◆ **Raw data**

____________

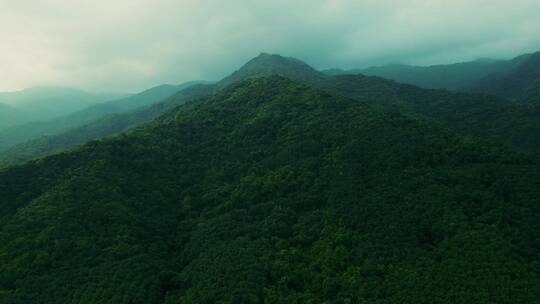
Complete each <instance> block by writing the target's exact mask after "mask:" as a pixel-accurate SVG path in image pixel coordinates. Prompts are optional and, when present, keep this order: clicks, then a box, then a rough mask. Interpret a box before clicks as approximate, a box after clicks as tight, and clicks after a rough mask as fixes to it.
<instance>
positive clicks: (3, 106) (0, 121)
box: [0, 103, 27, 130]
mask: <svg viewBox="0 0 540 304" xmlns="http://www.w3.org/2000/svg"><path fill="white" fill-rule="evenodd" d="M26 115H27V114H26V113H25V112H24V111H22V110H19V109H16V108H14V107H12V106H10V105H7V104H2V103H0V130H2V129H5V128H7V127H10V126H13V125H16V124H19V123H21V122H23V121H25V120H26V119H27V118H26Z"/></svg>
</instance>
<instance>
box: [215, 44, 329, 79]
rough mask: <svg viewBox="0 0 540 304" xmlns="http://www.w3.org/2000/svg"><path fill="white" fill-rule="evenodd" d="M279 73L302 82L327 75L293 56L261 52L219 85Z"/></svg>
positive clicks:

____________

◆ **What you need to do**
Print exactly, and only, the lines from the line containing "positive clicks: (3, 106) (0, 121)" through the final line of the records, both included.

◆ **Output below**
positive clicks: (3, 106) (0, 121)
box: [0, 103, 27, 130]
mask: <svg viewBox="0 0 540 304" xmlns="http://www.w3.org/2000/svg"><path fill="white" fill-rule="evenodd" d="M26 115H27V114H26V113H25V112H24V111H22V110H19V109H16V108H14V107H12V106H10V105H7V104H2V103H0V130H2V129H5V128H7V127H10V126H13V125H16V124H19V123H21V122H23V121H25V120H26V119H27V118H26Z"/></svg>
</instance>
<instance>
box: [215, 44, 329, 79]
rough mask: <svg viewBox="0 0 540 304" xmlns="http://www.w3.org/2000/svg"><path fill="white" fill-rule="evenodd" d="M279 73L302 82L327 75L293 56L261 52L219 85Z"/></svg>
positive clicks:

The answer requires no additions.